TASK TO CARRY OUT:
Count how many lines of the records below contain the string "white", treating uppercase and lowercase as different, and reply with the number alone.

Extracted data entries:
## Start
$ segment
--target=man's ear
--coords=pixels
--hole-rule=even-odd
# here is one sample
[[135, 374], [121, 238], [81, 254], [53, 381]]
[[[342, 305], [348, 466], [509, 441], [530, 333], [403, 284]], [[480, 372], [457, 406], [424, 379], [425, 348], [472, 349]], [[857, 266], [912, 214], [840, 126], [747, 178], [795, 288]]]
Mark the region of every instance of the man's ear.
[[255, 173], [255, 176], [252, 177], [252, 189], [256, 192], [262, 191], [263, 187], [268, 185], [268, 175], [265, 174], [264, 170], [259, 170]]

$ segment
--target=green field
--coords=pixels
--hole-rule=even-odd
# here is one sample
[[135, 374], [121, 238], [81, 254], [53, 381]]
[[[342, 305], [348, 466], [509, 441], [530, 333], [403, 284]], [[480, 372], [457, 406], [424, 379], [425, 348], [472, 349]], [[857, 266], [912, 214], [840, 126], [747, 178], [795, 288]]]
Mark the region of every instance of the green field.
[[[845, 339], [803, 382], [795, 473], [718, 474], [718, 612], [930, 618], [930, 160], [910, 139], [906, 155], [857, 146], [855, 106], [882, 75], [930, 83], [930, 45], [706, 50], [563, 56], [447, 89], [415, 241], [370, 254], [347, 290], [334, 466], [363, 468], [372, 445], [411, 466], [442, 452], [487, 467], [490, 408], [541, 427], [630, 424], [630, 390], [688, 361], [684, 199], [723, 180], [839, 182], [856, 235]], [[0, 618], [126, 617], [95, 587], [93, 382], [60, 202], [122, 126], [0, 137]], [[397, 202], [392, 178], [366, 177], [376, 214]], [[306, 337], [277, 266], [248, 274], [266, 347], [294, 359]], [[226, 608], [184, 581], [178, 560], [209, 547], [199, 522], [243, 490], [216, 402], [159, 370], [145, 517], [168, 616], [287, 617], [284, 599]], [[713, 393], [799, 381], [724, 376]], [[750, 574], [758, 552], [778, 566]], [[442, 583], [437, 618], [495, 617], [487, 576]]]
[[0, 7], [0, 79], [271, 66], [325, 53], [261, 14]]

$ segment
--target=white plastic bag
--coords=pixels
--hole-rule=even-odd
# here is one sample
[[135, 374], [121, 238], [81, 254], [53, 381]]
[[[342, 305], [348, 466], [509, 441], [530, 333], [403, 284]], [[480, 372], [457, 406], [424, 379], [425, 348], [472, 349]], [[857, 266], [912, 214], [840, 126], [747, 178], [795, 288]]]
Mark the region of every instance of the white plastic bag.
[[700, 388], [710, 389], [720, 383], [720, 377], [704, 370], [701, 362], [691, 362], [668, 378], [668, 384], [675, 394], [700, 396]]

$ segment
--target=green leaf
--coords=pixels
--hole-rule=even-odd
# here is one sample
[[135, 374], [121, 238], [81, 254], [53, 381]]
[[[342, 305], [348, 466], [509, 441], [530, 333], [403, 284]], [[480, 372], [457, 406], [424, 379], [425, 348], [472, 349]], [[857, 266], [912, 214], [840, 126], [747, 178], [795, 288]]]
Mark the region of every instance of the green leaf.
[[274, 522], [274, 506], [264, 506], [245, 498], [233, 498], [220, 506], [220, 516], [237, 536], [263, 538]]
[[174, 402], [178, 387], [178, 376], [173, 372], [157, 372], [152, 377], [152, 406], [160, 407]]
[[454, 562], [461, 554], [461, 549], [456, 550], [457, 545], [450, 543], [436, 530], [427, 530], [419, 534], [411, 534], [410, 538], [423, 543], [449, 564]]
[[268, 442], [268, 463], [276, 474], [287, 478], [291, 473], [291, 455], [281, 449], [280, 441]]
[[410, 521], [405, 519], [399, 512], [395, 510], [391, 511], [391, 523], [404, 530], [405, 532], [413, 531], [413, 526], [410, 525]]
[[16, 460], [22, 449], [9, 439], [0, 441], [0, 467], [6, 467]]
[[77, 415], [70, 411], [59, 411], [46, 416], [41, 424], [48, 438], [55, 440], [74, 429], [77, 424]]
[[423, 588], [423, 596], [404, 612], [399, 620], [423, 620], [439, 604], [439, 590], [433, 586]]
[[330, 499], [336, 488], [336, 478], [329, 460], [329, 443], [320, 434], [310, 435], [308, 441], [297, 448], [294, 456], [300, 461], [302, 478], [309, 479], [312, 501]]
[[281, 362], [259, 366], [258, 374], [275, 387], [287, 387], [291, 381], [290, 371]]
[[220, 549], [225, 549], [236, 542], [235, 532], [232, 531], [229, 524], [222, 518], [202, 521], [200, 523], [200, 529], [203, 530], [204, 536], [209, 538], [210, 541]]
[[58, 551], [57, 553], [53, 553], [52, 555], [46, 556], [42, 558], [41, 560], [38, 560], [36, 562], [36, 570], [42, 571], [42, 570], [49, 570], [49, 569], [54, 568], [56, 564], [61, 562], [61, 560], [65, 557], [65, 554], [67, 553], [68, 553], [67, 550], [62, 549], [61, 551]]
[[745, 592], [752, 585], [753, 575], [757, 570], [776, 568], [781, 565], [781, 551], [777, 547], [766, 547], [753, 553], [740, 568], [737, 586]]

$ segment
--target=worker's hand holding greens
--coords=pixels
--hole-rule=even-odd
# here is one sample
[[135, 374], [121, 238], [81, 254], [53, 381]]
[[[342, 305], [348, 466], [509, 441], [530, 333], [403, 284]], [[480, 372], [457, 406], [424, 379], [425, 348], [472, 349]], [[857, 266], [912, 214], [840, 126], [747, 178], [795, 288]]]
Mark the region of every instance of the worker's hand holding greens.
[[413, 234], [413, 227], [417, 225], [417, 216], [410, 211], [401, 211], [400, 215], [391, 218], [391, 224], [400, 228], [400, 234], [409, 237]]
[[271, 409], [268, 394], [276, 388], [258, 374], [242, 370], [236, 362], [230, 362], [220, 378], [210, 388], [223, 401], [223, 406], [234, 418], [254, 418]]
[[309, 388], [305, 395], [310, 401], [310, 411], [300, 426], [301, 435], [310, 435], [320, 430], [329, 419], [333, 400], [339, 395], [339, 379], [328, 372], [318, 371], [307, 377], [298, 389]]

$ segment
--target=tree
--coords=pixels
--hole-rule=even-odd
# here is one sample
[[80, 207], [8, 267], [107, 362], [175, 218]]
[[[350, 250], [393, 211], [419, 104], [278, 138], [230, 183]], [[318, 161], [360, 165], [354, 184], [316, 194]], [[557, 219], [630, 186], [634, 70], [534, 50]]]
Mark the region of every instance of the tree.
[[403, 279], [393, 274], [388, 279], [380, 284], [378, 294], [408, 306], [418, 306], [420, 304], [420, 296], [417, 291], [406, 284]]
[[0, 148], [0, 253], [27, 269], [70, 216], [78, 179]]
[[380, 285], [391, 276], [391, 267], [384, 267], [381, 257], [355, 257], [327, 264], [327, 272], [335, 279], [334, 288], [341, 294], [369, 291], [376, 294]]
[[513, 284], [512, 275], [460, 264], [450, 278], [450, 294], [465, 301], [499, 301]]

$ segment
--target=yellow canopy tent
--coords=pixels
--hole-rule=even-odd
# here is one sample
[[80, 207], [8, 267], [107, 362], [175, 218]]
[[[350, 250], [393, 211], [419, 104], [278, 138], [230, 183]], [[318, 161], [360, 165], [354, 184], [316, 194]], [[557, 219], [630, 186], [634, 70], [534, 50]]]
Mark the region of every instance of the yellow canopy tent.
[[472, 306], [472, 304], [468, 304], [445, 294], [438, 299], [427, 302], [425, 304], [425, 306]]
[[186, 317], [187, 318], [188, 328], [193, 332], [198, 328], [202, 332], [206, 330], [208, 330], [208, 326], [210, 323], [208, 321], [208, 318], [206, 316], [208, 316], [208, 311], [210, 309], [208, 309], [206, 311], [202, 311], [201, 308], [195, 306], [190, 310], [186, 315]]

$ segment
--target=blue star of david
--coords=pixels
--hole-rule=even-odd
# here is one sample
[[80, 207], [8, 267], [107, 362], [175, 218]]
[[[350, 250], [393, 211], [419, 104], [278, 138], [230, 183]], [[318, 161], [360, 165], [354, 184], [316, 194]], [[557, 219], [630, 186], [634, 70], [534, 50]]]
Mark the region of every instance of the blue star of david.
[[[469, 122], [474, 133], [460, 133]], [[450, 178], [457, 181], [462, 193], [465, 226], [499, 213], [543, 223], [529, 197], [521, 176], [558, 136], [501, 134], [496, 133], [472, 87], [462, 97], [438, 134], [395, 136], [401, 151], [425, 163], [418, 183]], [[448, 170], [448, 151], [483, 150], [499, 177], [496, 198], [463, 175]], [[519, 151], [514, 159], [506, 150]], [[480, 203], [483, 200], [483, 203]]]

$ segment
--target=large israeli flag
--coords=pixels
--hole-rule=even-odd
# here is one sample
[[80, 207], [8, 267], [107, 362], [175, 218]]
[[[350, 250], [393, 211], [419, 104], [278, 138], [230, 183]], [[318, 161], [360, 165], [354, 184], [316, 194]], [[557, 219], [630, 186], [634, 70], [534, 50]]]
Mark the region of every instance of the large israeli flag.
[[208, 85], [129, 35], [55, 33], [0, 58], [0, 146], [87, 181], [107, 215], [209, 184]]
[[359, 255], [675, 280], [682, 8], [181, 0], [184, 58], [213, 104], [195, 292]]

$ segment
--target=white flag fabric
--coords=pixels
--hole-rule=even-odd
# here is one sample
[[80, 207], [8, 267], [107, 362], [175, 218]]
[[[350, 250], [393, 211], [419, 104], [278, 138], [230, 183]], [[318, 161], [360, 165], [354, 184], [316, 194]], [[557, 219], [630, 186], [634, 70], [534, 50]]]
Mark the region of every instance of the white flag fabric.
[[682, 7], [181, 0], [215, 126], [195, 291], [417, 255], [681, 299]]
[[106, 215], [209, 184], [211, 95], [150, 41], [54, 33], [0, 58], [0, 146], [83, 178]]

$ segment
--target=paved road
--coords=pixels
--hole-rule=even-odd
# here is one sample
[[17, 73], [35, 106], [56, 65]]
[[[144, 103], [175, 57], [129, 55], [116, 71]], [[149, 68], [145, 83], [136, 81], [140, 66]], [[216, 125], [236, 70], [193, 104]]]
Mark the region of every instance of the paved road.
## End
WRITTEN RESPONSE:
4